**** EXERCISE INPUTS
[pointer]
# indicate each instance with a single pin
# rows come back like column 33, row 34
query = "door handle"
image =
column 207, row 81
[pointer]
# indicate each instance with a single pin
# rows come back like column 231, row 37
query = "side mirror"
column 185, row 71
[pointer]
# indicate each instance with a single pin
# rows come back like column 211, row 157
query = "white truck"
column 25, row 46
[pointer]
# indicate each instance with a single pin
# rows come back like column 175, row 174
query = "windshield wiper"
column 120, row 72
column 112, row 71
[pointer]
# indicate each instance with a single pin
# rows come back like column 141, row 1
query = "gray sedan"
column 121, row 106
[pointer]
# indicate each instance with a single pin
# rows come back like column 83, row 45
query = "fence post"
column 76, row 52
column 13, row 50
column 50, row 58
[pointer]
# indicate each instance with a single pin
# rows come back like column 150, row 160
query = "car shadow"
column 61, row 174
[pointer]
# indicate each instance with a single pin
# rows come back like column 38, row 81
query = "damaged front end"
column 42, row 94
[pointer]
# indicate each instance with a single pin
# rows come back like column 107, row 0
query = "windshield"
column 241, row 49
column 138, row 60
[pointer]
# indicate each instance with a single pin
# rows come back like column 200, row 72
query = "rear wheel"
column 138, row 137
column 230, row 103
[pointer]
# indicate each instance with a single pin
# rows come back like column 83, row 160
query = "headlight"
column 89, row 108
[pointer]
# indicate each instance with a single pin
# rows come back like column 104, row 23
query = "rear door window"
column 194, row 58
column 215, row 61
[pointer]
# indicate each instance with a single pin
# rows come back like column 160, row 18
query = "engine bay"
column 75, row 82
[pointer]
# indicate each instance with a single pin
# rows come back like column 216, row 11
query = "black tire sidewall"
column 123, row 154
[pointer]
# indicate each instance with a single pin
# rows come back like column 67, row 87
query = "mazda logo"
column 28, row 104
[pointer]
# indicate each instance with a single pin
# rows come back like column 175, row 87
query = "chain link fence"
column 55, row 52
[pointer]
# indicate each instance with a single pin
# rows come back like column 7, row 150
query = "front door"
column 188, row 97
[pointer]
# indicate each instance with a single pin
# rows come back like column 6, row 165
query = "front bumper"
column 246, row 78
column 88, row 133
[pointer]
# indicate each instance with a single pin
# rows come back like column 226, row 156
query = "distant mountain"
********
• _GIVEN PROBLEM_
Arrange the lines above as a numbered list, omitting any blank lines.

• _WRITTEN ANSWER_
1. [pointer]
2. # indicate each instance with a single pin
3. # rows come back like column 33, row 34
4. query = "door handle"
5. image =
6. column 207, row 81
7. [pointer]
8. # indicate each instance with a single pin
9. # rows come back like column 231, row 37
10. query = "side mirror"
11. column 185, row 71
12. [pointer]
13. # indicate each instance with a single pin
14. # rows come back like column 211, row 157
15. query = "white truck"
16. column 25, row 46
17. [pointer]
18. # indicate each instance with a single pin
19. # rows come back like column 175, row 174
20. query = "windshield wiper"
21. column 120, row 72
22. column 112, row 71
23. [pointer]
24. # indicate each instance with a single pin
25. # rows come back like column 141, row 1
26. query = "gray sedan"
27. column 121, row 106
28. [pointer]
29. # indicate each instance with a single pin
30. # rows come back like column 83, row 45
31. query = "fence post"
32. column 76, row 52
33. column 13, row 50
34. column 50, row 58
35. [pointer]
36. # indicate each instance with a single pin
37. # rows come back like column 150, row 160
38. query = "car shadow"
39. column 61, row 174
40. [pointer]
41. # indicate each instance with a single pin
42. # rows come back like column 38, row 81
43. query = "damaged front end"
44. column 42, row 94
45. [pointer]
46. # indicate each instance with a single pin
47. # rows come back like column 107, row 0
48. query = "windshield"
49. column 241, row 49
50. column 138, row 60
51. [pointer]
52. # indicate each instance with a single pin
53. # rows come back like column 200, row 72
54. query = "rear wheel"
55. column 138, row 137
56. column 230, row 103
57. [pointer]
58. # indicate each instance with a single pin
59. # rows come back like column 83, row 160
60. query = "headlight"
61. column 89, row 108
62. [pointer]
63. # indicate each instance with a single pin
64. # rows come back like column 104, row 23
65. query = "rear door window"
66. column 194, row 58
67. column 215, row 61
68. [pointer]
69. # indicate each instance with a single pin
70. # rows come back like column 160, row 18
71. query = "engine bay"
72. column 75, row 82
73. [pointer]
74. # indicate each instance with a single pin
75. # rows come back like column 216, row 11
76. query = "black tire sidewall"
77. column 123, row 154
78. [pointer]
79. # indicate each instance with a single pin
80. # rows come back like column 67, row 87
81. query = "mazda logo"
82. column 28, row 104
83. [pointer]
84. # indicate each instance with a single pin
85. # rows come back like column 175, row 87
86. query = "chain link fence"
87. column 55, row 52
88. [pointer]
89. # indicate each instance with a single pin
90. # rows come back like column 7, row 150
91. query = "front door"
92. column 188, row 97
93. [pointer]
94. # indicate each instance with a single pin
95. # rows come back like column 6, row 165
96. query = "front bumper"
97. column 246, row 78
98. column 88, row 133
99. [pointer]
100. # indicate each instance with a single pin
101. # rows come back like column 226, row 156
102. query = "distant mountain"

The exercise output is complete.